Pratiche di ricostruzione di “welfare dal basso”: esperienze di cooperazione sociale e mutualismo.

Nel corso della storia abbiamo assistito a innumerevoli fenomeni di cooperazione sociale e mutualismo dal basso.  In Italia possiamo scorgere come ad inizio 900 i primi movimenti di operai, artigiani e contadini sono stati i protagonisti di un grande movimento di autorganizzazione che ha dato vita a centinaia di cooperative, gruppi di acquisto, piccole casse mutue e rurali. Di questa epoca sono anche le le prime società di mutuo soccorso e le camere del lavoro. Di fianco ai movimenti di lotta per una società diversa e più giusta, si danno gli strumenti per dare risposte immediate su piccola scala.

Anche oggi sono migliaia le esperienze di resistenza che si originano da processi di lotta, si sedimentano, resistono e tessono relazioni in risposta al tentativo neo-liberista di subordinare ogni forma di vita e ogni area del sapere alla sua logica.

Leggere queste esperienze come casi individuali non rende giustizia alla portata del loro potenziale trasformativo. Seppure è vero che la nascita di alcune specifiche realtà ha permesso la riproduzione di altre ed ispirato la formazione su larga scala di nuovi fenomeni di resistenza e cooperazione, il fulcro propulsivo di molti di questi fenomeni  è correlato a importanti cicli di lotta e si dà nell'ambito di profondi sconvolgimenti economici e sociali.

Proprio per questo è utile leggere queste esperienze nel segno delle trasformazioni più ampie, in un divenire che va prende forma tra le pieghe di contesti storici e sociali specifici. In molti casi la resistenza e riproduzione di queste esperienze, oltre i cicli di movimento, ha permesso di mantenere un tessuto sociale e relazionale vivo e in alcuni casi di costituire luoghi di autonomia, organizzazione e proiezione verso il futuro.

In questo senso risulta utile puntare la lente su alcuni esperienze recenti che attraverso pratiche differenti, sono riuscite a proiettarsi con un valore altamente simbolico o addirittura prefigurativo nel contesto delle lotte sociali e politiche che hanno attraversato.

::::::::

Trasforma in un elenco puntato più conciso il paragrafo del brano sul welfare dal basso che inizia con «Nel corso della storia», conservandone i fatti principali.

::::::::

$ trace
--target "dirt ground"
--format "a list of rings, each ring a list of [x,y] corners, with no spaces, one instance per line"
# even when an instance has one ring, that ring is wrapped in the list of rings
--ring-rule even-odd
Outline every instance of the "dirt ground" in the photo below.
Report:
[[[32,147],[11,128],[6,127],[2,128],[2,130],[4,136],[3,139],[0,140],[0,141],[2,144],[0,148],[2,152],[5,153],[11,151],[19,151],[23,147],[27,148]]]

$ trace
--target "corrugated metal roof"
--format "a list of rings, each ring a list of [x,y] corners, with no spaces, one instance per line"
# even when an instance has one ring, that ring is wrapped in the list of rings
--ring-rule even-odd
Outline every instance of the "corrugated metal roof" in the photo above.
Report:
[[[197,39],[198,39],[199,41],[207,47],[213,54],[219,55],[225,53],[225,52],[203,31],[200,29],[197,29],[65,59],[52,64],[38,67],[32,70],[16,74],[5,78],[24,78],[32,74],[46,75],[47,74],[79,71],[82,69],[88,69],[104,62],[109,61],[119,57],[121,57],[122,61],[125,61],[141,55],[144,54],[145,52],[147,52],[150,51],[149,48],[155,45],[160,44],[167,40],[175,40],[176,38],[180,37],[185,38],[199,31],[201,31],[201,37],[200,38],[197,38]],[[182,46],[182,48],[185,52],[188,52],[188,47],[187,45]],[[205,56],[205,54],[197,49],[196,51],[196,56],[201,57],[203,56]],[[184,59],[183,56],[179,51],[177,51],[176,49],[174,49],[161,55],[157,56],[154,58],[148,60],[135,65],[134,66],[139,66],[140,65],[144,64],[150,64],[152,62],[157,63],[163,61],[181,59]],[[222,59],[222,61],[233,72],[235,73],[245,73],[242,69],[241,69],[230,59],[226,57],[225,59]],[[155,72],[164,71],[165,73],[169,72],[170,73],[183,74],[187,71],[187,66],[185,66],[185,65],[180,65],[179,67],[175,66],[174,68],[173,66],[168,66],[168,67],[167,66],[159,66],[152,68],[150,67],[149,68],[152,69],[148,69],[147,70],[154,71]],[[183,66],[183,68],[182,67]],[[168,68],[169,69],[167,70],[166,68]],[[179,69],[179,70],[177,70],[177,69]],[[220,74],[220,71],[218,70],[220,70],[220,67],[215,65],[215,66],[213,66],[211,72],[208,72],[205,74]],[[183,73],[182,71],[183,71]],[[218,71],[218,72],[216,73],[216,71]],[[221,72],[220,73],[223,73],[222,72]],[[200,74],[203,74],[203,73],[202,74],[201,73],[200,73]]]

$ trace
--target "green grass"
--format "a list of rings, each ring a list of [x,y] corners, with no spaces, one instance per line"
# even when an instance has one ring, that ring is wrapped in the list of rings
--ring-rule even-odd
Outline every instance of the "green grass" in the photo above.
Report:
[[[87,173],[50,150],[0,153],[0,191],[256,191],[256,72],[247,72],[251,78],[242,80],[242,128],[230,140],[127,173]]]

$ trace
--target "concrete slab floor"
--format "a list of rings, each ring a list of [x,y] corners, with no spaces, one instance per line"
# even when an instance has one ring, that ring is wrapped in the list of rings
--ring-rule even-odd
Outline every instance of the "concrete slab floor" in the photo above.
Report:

::::::::

• _Risposta_
- Nella storia si sono visti innumerevoli fenomeni di cooperazione sociale e mutualismo dal basso.
- In Italia, a inizio Novecento, operai, artigiani e contadini furono protagonisti di un grande movimento di autorganizzazione.
- Ne nacquero centinaia di cooperative, gruppi di acquisto, piccole casse mutue e rurali.
- Allo stesso periodo risalgono le prime società di mutuo soccorso e le camere del lavoro.
- Accanto alle lotte per una società diversa e più giusta, questi movimenti si dotarono di strumenti per dare risposte immediate su piccola scala.